Your objective:
Once the pictures are removed, return each record below exactly as written.

Records from a collection:
- - - - - - -
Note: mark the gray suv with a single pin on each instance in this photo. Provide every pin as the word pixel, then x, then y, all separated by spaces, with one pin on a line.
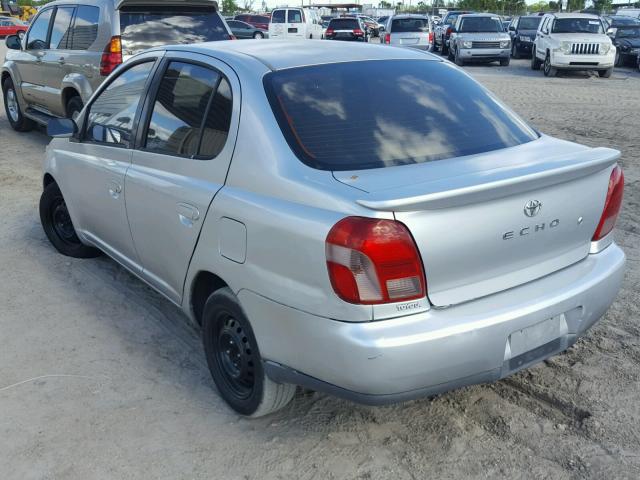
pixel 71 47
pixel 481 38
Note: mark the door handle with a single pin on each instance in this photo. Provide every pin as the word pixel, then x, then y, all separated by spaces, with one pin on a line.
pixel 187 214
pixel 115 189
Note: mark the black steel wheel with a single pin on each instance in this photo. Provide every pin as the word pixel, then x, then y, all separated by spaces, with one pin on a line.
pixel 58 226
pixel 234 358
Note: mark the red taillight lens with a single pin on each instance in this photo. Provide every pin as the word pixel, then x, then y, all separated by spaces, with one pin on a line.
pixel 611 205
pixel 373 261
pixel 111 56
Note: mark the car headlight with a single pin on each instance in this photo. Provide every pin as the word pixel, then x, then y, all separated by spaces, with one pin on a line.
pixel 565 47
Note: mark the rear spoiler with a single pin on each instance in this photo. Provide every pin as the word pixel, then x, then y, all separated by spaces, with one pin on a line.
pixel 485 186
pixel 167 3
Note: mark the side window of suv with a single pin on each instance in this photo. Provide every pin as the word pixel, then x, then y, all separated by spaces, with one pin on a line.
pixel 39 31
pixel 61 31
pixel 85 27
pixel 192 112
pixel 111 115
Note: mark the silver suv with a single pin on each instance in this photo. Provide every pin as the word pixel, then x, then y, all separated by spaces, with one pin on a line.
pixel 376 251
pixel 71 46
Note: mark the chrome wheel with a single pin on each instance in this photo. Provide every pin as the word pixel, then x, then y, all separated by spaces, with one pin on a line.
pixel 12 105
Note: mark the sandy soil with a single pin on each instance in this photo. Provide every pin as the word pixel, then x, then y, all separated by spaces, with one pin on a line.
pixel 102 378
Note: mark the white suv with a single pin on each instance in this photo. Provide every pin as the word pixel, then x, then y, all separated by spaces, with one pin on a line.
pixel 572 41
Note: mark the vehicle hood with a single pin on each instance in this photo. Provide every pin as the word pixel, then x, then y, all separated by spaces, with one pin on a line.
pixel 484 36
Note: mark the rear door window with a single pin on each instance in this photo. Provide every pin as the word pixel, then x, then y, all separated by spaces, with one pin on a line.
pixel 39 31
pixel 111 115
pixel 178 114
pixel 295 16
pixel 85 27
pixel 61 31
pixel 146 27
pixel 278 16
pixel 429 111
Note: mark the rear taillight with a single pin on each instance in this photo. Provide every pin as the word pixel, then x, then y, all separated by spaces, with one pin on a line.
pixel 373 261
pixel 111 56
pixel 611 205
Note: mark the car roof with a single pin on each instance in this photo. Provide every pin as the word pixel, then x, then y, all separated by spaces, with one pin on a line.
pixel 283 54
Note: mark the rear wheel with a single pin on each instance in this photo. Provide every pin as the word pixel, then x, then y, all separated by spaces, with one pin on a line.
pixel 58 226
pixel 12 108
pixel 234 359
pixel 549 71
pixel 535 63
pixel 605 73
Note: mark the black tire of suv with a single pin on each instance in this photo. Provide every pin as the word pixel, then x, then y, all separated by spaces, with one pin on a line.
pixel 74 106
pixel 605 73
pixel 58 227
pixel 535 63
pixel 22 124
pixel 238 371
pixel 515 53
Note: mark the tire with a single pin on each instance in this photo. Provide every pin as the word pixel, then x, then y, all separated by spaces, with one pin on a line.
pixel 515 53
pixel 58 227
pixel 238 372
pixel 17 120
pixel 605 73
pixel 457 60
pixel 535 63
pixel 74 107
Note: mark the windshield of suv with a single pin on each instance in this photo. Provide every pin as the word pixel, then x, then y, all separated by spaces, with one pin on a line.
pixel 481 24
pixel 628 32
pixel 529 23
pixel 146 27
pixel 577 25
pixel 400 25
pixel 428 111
- - - - - - -
Solution to the exercise:
Note: mark the gray suv with a single pin on each instance in this photo. Provide every pin as the word pixel, then x, then y, all separated by spaces, with one pin on a line.
pixel 71 47
pixel 481 38
Note: mark the door handle with a single pin on each instance in this photo. Provide every pin as the word pixel, then x, then y, all separated by spaces, with one pin on a line.
pixel 187 214
pixel 115 189
Note: mark the black steel wheel with a single pin on each instance in this photo. Provide every pin as the word pixel, then x, then y, all separated by spaces, with one pin on a line.
pixel 58 226
pixel 234 358
Note: mark the red taillight lens with a single pin on each instance in this photo. Provide every pin as the word pixel, then x, then y, all separated by spaces, with one pin on a line.
pixel 611 205
pixel 373 261
pixel 111 56
Note: mark the car headlight with a single pin on each instance in this photo. Provide every pin as the word pixel, then x, then y, all separated by spaces, with one pin on a line.
pixel 565 47
Note: mark the rear spoiler with a single pin on each instance in this photo. Provide every pin as the word pixel, then x, then y, all separated by spaces, with one pin on a line.
pixel 485 186
pixel 167 3
Note: mark the side window of suv with a single pin on each instance in this photo. Provide every pin as the word pixel, then x, then y, all separated by spaces, with one pin on a line.
pixel 39 31
pixel 61 31
pixel 85 27
pixel 192 112
pixel 111 115
Note: mark the silver suv with a single pin on each instance in this photo. Provide every pin as the word pixel, then x, then y, all separated by spaces, with one pin on a line.
pixel 376 251
pixel 71 46
Note: mark the chrome wheel with a single pin on each instance in this photo. Provide every pin as the word pixel, then x, then y, all separated by spaces, with one pin on a line.
pixel 12 105
Note: mark the sandy soil with a single pin on each instance in this photo. Provide every pin as the word pixel, then x, then y, all separated by spaces, with one pin on a line.
pixel 102 378
Note: mark the white suv with a single pin on each instance in this photo. Provide every pin as the word pixel, then x, then y, all separated by spaces, with one pin on a line.
pixel 572 41
Note: mark the vehicle hood with a single pin on each instance in this photo. Provide every pin as the word pixel, then x, then y, all separated by spaces, with one pin on a line.
pixel 484 36
Note: mark the rear door window with a single pin on each instance in this photo. Provide every pin as the word pixel, then x, then y, all separated by spaces, with one pin on a line.
pixel 39 31
pixel 111 115
pixel 178 114
pixel 295 16
pixel 85 27
pixel 61 31
pixel 146 27
pixel 278 16
pixel 429 111
Note: mark the rear taillight with a single pin on each instance in this photo. Provide every pin as the word pixel, then x, then y, all separated by spaces, with one pin on a line.
pixel 373 261
pixel 111 56
pixel 611 205
Note: mark the car roof with a single pin on each instance in this photo. Provide every pin as the word pixel, then x, then y, all separated by spaces, with one pin on a line.
pixel 283 54
Note: mark the rear wheel with a single pin on each instance in this photo. Provide every pin as the word pixel, then x, then y, all separated by spaces, with one pin on a line.
pixel 58 226
pixel 12 108
pixel 234 359
pixel 549 71
pixel 535 63
pixel 605 73
Note: mark the black tire of suv with a single pin on each instance in this photo. Provide every pin as the word pixel, then x, then y, all separated by spaces, with one pin on a line.
pixel 74 106
pixel 605 73
pixel 58 227
pixel 535 63
pixel 22 124
pixel 238 371
pixel 515 53
Note: mark the tire with a single pin on each instance in this photo. Provide every pin as the word pixel, then x, then y, all separated by spaces, with one pin on a line.
pixel 515 53
pixel 58 227
pixel 238 372
pixel 17 120
pixel 605 73
pixel 457 60
pixel 535 63
pixel 74 107
Note: mark the windshield of suv with a single pin on each instance in this photo. Provide every pin as the word pixel, then x, then y, all separated by spaces, with one pin on a line.
pixel 481 24
pixel 628 32
pixel 529 23
pixel 146 27
pixel 577 25
pixel 400 25
pixel 428 111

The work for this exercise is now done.